## CONSEGNE
1 - Ricopia fedelmente la parte del testo su Orphan Black che comincia con le parole "Il telefilm parla, ad" e termina dopo le parole "da Tatiana Maslany.".
2 - Prosegui il testo su Orphan Black a partire dalla sua ultima frase.

## ESTRATTO DEL DOCUMENTO
★ ★ ★ ★
Orphan Black seconda stagione

Questa sera, su BBC America e Space (emittente canadese), torna una delle migliori serie del 2013. Anzi, a mio parere, Orphan Black è uno dei migliori telefilm di sempre, senza esagerare.

La trama, molto semplificata, è questa: alcune donne scoprono di essere state clonate e cercano di sfuggire a un misterioso killer che vuole ucciderle tutte.

La serie rientra nel genere science fiction e, come le migliori sci-fi, nonostante lo scenario fantascientifico, affronta problemi e questioni di tutti i giorni attraverso la vita di personaggi molto reali. Per dirla con le parole di Dylan Bruce – attore che interpreta Paul in Orphan Black: «Abbiamo tolto la fiction dalla science fiction».

Il telefilm parla, ad esempio, dell’eterno contrasto natura vs cultura, genetica vs educazione; dei danni che un’istruzione integralista – in questo caso cristiana (non so bene se cattolica o ortodossa, ma è importante?) – può fare nella mente di qualcuno. Parla di come persone con lo stesso “equipaggiamento” genetico possano prendere strade completamente diverse, quali la scienza, la maternità o l’assassinio. Parla di etica della scienza, ovviamente, di sètte religiose e scientifiche, di adozioni e uteri in affitto. Il tutto confezionato in un telefilm che non è solo sci-fi, ma anche drama, commedia e poliziesco e presentato da personaggi femminili di ogni tipo, interpretati in gran parte da Tatiana Maslany.
★ ★ ★ ★
## DATI FORNITI

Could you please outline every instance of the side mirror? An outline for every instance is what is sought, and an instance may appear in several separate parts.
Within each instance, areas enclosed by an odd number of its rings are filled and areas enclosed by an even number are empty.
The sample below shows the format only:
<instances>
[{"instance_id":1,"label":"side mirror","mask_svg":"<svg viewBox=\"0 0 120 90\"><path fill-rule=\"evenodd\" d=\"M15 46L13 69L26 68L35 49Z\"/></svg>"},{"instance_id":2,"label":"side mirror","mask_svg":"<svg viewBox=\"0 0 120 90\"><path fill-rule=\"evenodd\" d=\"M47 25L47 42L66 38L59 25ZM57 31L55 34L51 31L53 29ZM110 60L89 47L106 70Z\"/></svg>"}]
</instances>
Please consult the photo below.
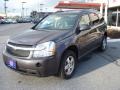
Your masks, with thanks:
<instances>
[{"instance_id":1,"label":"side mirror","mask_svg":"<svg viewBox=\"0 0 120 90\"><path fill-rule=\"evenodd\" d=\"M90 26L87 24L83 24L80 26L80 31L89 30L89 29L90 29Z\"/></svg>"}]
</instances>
★ ★ ★ ★
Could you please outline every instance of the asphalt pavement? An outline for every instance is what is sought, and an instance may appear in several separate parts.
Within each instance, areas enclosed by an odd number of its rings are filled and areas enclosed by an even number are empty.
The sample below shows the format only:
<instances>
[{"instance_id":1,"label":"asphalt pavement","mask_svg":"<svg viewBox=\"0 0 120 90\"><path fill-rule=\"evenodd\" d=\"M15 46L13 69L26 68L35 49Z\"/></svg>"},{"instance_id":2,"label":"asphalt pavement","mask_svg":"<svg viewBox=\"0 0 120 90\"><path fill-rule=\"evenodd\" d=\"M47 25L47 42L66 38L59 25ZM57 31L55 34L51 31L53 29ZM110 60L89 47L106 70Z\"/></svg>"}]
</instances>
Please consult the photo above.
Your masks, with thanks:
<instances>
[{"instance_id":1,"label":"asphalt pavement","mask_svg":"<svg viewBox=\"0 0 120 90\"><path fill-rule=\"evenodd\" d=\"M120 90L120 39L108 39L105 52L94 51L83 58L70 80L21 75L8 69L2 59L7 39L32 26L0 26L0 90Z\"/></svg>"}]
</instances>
★ ★ ★ ★
## RISPOSTE
1 -
Il telefilm parla, ad esempio, dell’eterno contrasto natura vs cultura, genetica vs educazione; dei danni che un’istruzione integralista – in questo caso cristiana (non so bene se cattolica o ortodossa, ma è importante?) – può fare nella mente di qualcuno. Parla di come persone con lo stesso “equipaggiamento” genetico possano prendere strade completamente diverse, quali la scienza, la maternità o l’assassinio. Parla di etica della scienza, ovviamente, di sètte religiose e scientifiche, di adozioni e uteri in affitto. Il tutto confezionato in un telefilm che non è solo sci-fi, ma anche drama, commedia e poliziesco e presentato da personaggi femminili di ogni tipo, interpretati in gran parte da Tatiana Maslany.

2 -
Tatiana, attrice canadese classe 1985, è colei che interpreta in modo magistrale i sette cloni di Orphan Black (nella prima stagione, e chissà quanti nella seconda). Cloni che hanno origini, personalità, accenti e linguaggi del corpo completamente diversi. Nella storia della televisione o del cinema non si è mai visto nulla di simile, per complessità delle scene e per bravura della protagonista; per questo in molti si sono chiesti come mai Tatiana Maslany non abbia ricevuto riconoscimenti importanti oltre ai Critics Choice Awards.

Ma unica è anche la tecnica per girare le scene con due o più cloni – dato che l’attrice è una sola e che i cloni non solo si parlano, ma interagiscono anche fisicamente, toccandosi, abbracciandosi e anche picchiandosi. Il processo è difficile da spiegare, ma l’importante è sapere che c’è una macchina da presa speciale che registra i movimenti di una determinata scena e li ripete quante volte è necessario perché Tatiana interpreti tutti i cloni.

Se volete saperne di più, questo video mostra le sequenze delle riprese di Orphan Black:

La parte più difficile del lavoro tocca a Tatiana, insomma, che ha il compito di rendere l’insieme il più naturale e fluido possibile e di farci dimenticare che c’è una sola attrice dietro tutti questi personaggi. E il bello è che ci riesce, alla grande.

Potrei proseguire a tessere le lodi di Orphan Black parlando di quanto sia importante la sua rappresentazione del mondo femminile a tutto tondo o la sua rappresentazione del mondo LGB (non c’è ancora la T di transgender, ma chissà, Tatiana ha detto che non le dispiacerebbe), però poi il post sarebbe troppo lungo e non lo leggerebbe più nessuno e sarebbe tutto tempo sprecato.

Perciò niente, provate a guardare Orphan Black e poi venite a dirmi che non è meraviglioso, se ne avete il coraggio.